**SHORT PROBLEM**: Reproduce exactly the lines from the line containing "For every instance of the duck's dark" through the end of the records below, including both ends, and nothing else.

**EXCERPTED DATA**:

┄┄┄┄┄┄┄┄┄┄

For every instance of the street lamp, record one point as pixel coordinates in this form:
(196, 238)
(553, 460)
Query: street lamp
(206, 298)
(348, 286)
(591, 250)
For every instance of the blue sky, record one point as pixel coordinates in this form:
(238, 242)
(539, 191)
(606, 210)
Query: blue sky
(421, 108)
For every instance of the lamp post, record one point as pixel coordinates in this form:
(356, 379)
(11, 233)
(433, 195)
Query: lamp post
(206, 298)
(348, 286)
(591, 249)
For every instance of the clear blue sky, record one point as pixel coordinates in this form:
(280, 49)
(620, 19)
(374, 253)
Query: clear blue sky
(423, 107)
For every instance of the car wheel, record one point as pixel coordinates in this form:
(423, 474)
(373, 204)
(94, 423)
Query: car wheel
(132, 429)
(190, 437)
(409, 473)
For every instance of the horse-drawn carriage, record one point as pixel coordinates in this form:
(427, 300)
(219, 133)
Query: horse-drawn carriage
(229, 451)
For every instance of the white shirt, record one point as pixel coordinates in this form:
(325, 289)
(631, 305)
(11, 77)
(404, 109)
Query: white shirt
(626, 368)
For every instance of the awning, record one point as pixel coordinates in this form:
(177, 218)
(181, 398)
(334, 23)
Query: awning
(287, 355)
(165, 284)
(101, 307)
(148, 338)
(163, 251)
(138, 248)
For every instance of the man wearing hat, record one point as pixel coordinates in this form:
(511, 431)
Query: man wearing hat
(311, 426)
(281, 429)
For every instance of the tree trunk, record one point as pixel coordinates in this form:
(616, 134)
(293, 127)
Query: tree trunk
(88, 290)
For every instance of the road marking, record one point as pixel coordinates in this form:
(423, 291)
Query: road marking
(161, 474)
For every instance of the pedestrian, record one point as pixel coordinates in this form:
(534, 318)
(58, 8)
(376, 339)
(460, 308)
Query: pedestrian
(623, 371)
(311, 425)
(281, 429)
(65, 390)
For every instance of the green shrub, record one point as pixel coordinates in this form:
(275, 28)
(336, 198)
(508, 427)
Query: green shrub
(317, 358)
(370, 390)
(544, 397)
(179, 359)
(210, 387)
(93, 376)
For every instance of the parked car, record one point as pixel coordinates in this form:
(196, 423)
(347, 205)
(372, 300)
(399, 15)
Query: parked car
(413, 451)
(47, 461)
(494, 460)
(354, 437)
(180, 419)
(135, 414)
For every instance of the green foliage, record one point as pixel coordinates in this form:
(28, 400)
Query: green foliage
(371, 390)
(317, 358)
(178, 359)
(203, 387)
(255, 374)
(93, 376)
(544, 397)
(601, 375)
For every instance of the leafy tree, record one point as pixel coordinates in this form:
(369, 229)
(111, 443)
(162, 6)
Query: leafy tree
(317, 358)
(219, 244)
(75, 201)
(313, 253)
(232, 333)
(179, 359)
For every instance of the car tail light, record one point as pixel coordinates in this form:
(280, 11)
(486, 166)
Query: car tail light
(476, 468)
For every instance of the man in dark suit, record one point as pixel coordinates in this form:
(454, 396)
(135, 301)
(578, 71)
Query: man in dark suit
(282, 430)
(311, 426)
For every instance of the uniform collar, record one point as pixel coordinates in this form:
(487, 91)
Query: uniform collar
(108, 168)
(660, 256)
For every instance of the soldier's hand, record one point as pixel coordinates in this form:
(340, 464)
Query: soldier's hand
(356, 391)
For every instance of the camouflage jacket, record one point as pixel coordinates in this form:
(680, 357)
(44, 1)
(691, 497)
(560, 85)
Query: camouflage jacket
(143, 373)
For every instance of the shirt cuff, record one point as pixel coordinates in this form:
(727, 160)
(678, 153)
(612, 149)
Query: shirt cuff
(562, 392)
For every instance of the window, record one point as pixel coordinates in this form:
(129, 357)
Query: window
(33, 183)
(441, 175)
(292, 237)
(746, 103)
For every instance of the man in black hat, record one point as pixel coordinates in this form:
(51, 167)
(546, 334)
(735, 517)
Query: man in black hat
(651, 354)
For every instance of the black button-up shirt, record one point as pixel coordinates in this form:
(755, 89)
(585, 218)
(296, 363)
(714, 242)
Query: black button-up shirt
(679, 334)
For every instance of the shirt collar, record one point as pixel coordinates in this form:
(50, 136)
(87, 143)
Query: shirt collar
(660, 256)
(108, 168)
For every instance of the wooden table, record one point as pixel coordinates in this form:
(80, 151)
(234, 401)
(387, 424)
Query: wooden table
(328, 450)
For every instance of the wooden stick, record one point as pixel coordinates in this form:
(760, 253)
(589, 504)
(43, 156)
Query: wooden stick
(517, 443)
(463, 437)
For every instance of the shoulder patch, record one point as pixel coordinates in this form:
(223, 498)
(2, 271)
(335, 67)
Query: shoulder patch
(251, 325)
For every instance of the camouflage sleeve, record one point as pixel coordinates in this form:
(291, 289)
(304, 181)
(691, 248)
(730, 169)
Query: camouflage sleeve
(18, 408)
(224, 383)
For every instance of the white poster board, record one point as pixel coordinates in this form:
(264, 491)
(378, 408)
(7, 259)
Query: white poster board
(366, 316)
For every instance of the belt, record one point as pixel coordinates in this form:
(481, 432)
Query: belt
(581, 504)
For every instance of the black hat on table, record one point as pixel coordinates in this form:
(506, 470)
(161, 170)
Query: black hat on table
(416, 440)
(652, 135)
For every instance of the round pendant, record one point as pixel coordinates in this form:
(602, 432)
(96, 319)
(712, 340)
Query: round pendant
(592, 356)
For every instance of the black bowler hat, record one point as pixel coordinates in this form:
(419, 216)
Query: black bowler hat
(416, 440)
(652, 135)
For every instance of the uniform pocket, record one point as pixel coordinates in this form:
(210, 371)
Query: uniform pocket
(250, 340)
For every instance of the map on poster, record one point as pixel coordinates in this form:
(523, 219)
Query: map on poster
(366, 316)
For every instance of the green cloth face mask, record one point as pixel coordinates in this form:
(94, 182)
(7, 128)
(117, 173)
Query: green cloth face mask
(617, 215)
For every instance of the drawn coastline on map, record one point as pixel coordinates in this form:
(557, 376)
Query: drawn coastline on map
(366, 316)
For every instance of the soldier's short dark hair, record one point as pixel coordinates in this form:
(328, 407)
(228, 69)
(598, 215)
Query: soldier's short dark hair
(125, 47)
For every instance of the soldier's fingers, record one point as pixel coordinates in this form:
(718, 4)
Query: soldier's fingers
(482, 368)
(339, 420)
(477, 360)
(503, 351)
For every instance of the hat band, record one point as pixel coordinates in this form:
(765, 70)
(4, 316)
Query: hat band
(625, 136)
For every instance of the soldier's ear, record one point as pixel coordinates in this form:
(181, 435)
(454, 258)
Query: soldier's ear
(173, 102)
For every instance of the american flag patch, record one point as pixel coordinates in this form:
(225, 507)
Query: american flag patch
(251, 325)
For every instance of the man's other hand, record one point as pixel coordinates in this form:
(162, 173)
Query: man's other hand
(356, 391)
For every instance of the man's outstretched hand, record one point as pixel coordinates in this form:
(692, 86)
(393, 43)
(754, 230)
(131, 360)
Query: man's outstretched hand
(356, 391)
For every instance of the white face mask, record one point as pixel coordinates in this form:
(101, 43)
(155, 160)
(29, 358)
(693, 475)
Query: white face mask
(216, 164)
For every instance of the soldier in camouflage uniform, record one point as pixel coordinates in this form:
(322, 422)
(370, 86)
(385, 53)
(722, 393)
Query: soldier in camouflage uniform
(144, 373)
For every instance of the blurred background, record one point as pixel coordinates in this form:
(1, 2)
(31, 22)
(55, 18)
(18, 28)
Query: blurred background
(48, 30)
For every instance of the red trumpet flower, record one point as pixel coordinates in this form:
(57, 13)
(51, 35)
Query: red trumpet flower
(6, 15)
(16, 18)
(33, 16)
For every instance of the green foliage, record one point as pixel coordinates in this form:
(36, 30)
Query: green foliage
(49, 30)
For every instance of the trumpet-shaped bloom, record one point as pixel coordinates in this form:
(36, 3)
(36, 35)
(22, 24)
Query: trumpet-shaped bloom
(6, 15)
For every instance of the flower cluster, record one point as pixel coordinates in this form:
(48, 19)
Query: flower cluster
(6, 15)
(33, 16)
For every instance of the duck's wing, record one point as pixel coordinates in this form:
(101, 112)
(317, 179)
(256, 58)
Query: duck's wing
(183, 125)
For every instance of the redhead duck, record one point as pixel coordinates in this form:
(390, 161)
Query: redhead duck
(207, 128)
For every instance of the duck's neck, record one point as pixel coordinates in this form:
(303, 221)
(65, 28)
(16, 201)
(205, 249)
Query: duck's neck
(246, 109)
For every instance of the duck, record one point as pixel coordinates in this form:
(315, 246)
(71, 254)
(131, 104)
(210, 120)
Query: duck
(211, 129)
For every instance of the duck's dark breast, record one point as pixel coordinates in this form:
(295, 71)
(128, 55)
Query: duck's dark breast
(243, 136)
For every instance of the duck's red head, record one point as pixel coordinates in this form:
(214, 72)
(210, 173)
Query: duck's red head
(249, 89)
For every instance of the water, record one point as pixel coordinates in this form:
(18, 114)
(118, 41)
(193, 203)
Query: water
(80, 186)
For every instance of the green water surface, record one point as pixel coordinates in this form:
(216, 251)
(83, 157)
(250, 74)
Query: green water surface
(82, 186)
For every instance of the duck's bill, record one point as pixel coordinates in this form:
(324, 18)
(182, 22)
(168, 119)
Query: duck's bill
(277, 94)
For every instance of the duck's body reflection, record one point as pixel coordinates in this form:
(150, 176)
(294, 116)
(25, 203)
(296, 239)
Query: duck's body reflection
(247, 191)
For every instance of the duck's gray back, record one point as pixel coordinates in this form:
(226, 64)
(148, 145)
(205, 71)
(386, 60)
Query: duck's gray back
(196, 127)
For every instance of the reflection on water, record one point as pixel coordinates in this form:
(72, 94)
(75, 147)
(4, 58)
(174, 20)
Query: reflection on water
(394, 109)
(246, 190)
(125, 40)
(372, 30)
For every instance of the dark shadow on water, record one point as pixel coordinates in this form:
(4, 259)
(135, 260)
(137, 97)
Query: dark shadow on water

┄┄┄┄┄┄┄┄┄┄

**REPLY**:
For every instance of the duck's dark breast, record one point as pixel coordinates in this form:
(295, 71)
(128, 55)
Query: duck's dark breast
(243, 136)
For every instance of the duck's red head, record one point as pixel coordinates in this form:
(214, 72)
(210, 173)
Query: duck's red head
(249, 89)
For every instance of the water, record one point as pixel coordinates in this form:
(18, 114)
(118, 41)
(193, 203)
Query: water
(80, 186)
For every instance of the green water surface, record one point as pixel coordinates in this form:
(216, 251)
(83, 157)
(250, 74)
Query: green water surface
(82, 186)
For every instance of the duck's bill, record one point as pixel coordinates in this form:
(324, 18)
(182, 22)
(168, 119)
Query: duck's bill
(277, 94)
For every instance of the duck's body reflection, record one point as pixel coordinates in this form:
(150, 176)
(294, 116)
(25, 203)
(296, 239)
Query: duck's body reflection
(247, 191)
For every instance of the duck's gray back, record one point as pixel coordinates in this form:
(226, 64)
(148, 145)
(205, 71)
(386, 60)
Query: duck's gray back
(196, 127)
For every instance of the reflection on water, record one point as pixel coordinates in this form:
(72, 94)
(75, 147)
(4, 58)
(174, 20)
Query: reflection on water
(394, 109)
(246, 190)
(125, 40)
(372, 30)
For every instance of the dark shadow on water, record one point as pixel coordinates in this form:
(4, 259)
(135, 260)
(137, 97)
Query: dark shadow on water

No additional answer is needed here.